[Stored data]
━━━━━━━━━━━━━━━━
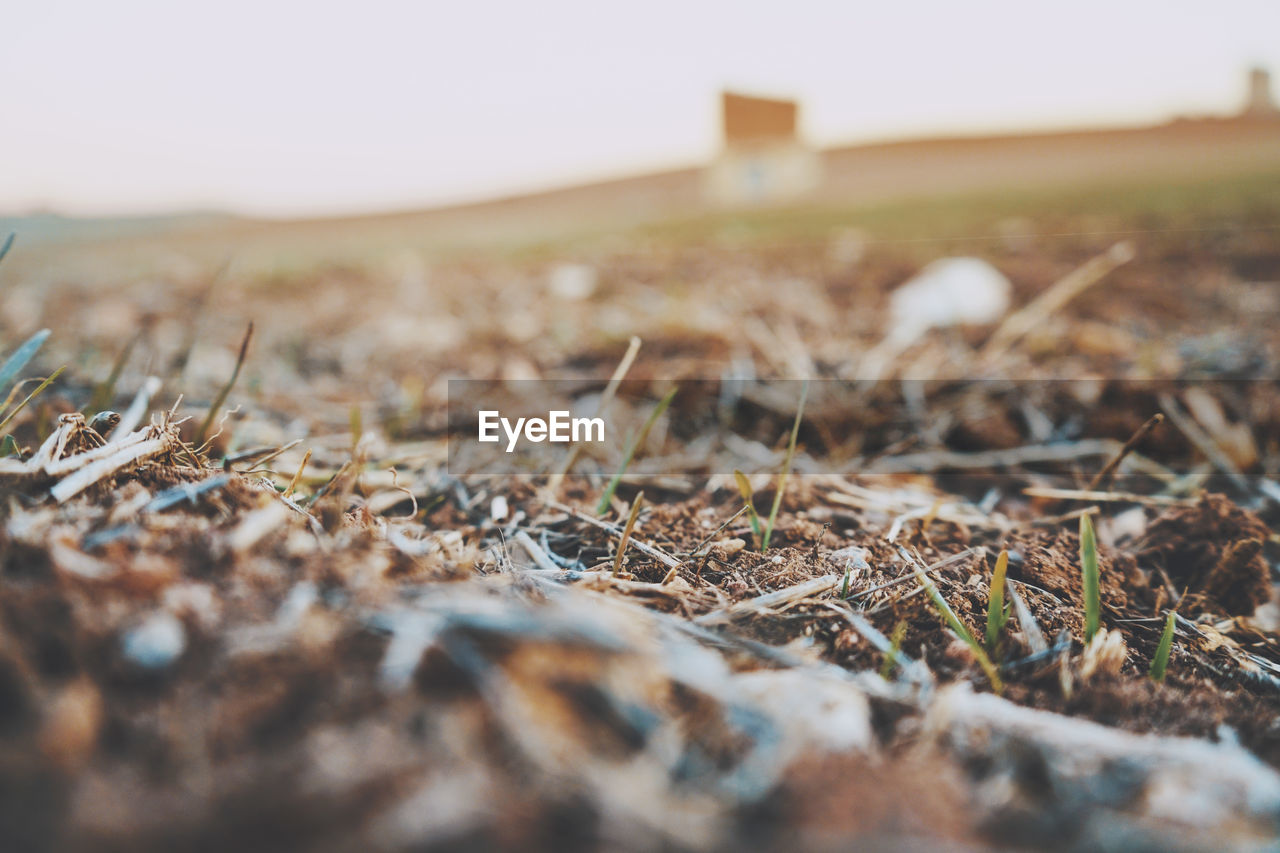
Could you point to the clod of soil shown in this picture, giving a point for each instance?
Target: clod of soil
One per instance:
(1215, 551)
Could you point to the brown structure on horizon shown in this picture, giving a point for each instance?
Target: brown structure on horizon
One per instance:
(763, 160)
(1257, 101)
(752, 121)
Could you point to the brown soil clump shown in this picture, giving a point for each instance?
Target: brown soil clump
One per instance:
(1215, 551)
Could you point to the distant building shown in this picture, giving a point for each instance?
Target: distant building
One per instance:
(1257, 101)
(763, 159)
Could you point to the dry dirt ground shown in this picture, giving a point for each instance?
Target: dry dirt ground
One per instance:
(300, 628)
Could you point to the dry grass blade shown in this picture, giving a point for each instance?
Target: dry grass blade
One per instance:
(30, 397)
(1202, 441)
(777, 598)
(643, 547)
(1036, 641)
(1106, 497)
(626, 533)
(227, 389)
(535, 551)
(997, 612)
(786, 469)
(744, 488)
(1051, 301)
(1089, 578)
(611, 389)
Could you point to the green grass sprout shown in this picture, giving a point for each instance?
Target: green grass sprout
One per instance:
(997, 611)
(607, 498)
(21, 356)
(35, 393)
(1160, 662)
(1089, 578)
(786, 469)
(954, 623)
(626, 533)
(105, 389)
(744, 487)
(227, 388)
(895, 644)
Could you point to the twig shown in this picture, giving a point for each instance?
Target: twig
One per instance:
(929, 461)
(297, 475)
(21, 356)
(1109, 469)
(95, 471)
(1105, 497)
(1202, 442)
(777, 598)
(626, 533)
(137, 409)
(786, 469)
(717, 530)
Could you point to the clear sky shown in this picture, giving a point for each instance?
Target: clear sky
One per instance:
(315, 108)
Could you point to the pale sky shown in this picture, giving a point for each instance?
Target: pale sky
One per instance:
(312, 108)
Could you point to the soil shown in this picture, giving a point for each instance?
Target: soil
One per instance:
(388, 664)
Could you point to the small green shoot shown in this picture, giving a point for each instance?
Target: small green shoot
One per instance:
(227, 388)
(895, 644)
(607, 498)
(954, 623)
(786, 469)
(21, 356)
(744, 487)
(105, 389)
(626, 533)
(35, 393)
(997, 611)
(1160, 662)
(1089, 576)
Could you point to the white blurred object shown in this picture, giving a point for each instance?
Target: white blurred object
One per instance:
(156, 643)
(951, 291)
(572, 282)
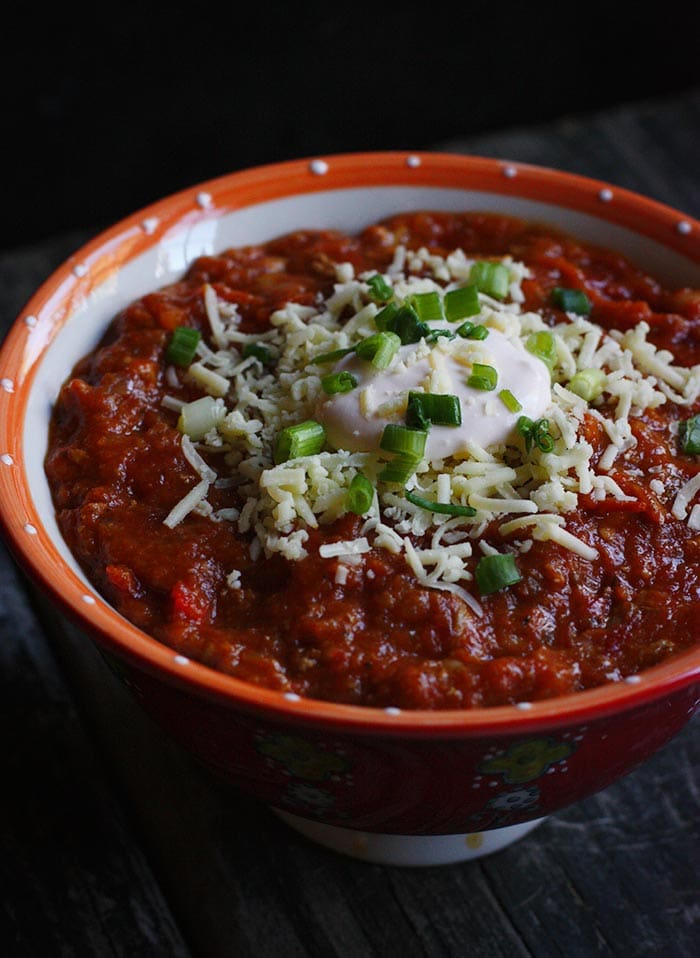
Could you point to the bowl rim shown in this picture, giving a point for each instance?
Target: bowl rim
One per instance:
(68, 285)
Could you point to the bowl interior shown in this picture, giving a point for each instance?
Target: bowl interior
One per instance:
(153, 247)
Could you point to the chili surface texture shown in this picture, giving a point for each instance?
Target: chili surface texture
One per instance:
(376, 636)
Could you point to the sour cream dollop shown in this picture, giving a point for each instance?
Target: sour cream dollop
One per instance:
(355, 420)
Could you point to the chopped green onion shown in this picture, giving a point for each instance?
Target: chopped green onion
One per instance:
(182, 346)
(496, 572)
(360, 495)
(441, 409)
(689, 434)
(428, 306)
(304, 439)
(588, 383)
(541, 435)
(259, 351)
(509, 400)
(400, 469)
(542, 345)
(461, 303)
(379, 289)
(404, 441)
(379, 349)
(535, 433)
(571, 300)
(470, 331)
(200, 416)
(444, 508)
(483, 377)
(490, 278)
(436, 334)
(402, 320)
(334, 383)
(333, 356)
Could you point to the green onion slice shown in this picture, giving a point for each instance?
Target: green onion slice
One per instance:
━━━━━━━━━━━━━━━━
## REQUIRED ACTION
Restate word for word the lines of the data above, starting at the line containing "Could you point to the soil" and ending at the line containing "Target: small green shoot", both included, and nothing more.

## WORKED SOLUTION
Could you point to the soil shown in this picture, giving a point for each instance?
Target: soil
One per instance:
(388, 664)
Could you point to the small green shoot shown in this picture, giving a point for each instance?
Target: small green shoot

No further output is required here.